• **EXERCISE MATERIAL**
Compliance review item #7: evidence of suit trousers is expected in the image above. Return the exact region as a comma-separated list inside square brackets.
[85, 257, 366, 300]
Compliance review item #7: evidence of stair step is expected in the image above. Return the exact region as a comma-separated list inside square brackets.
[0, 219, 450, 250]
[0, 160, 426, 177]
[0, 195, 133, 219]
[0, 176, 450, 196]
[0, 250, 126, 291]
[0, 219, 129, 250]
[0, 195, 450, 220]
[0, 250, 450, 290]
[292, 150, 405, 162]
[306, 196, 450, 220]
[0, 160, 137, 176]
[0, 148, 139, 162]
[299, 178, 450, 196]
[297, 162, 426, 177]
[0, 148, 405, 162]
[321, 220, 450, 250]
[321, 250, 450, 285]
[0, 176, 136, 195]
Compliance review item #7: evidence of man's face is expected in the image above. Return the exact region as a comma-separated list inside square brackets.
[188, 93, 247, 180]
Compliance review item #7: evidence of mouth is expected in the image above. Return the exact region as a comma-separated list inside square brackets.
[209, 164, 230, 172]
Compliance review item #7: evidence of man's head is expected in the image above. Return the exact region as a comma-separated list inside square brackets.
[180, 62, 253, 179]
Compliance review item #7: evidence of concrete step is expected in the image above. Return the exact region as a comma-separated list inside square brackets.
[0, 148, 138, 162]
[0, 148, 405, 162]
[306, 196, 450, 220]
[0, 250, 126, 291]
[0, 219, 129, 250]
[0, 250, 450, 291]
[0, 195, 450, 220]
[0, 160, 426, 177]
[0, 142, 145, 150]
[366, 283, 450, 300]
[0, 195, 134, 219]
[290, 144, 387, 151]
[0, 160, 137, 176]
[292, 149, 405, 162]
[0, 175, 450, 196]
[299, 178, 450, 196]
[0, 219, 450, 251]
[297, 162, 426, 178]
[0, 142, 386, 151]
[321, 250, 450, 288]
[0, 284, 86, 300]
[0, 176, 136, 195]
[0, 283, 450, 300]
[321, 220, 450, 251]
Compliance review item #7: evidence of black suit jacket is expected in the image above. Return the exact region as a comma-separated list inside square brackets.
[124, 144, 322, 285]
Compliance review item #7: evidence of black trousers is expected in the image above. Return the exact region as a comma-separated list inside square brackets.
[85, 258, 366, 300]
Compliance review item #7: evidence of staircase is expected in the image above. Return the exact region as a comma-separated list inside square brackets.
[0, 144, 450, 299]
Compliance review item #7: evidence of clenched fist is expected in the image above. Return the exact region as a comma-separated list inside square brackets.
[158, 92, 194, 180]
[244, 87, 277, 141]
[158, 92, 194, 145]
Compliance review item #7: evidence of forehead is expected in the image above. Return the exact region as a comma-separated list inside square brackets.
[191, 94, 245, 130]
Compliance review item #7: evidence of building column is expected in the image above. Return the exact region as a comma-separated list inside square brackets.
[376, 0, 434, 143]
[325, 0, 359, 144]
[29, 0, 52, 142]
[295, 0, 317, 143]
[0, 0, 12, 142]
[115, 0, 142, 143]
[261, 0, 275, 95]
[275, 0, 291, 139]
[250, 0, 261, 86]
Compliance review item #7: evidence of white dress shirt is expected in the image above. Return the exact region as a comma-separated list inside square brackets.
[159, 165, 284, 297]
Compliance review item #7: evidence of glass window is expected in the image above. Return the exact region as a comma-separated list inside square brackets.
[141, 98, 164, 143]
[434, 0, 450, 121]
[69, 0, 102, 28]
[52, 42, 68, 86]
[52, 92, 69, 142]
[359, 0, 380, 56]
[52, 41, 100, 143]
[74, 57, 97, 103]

• **SET TASK**
Write out the records above again, requests included, from the start through the line containing "[180, 62, 253, 179]", adding -60 to every coordinate in the answers.

• **CORRECT RESPONSE**
Compliance review item #7: evidence of suit trousers is expected in the image above. Return the exact region as a comma-separated list inside square brackets.
[25, 197, 306, 240]
Compliance review item #7: evidence of stair step is expected in the image above. Return the exact region as a comma-separated list inside square brackets.
[-60, 159, 390, 190]
[-60, 100, 366, 117]
[-60, 135, 73, 159]
[-60, 116, 390, 136]
[-60, 190, 66, 231]
[-60, 159, 69, 190]
[-60, 135, 390, 160]
[-60, 190, 390, 230]
[232, 90, 345, 102]
[246, 136, 390, 160]
[-60, 100, 77, 116]
[-60, 88, 79, 102]
[239, 118, 390, 136]
[237, 102, 366, 117]
[-60, 88, 345, 102]
[261, 160, 390, 190]
[261, 190, 390, 225]
[-60, 116, 76, 135]
Compliance review item #7: evidence of man's face is expected in the image above. Return the exact region as a comma-separated list inside square brackets.
[128, 33, 187, 120]
Compliance review item #7: evidence of mouth is expected in the image above. Return the exact region as a comma-separated list inside square brackets.
[149, 104, 170, 112]
Compliance review item #7: evidence of man's head is expected in the image above. Return the exact region as a comma-separated list inside square brackets.
[120, 2, 193, 119]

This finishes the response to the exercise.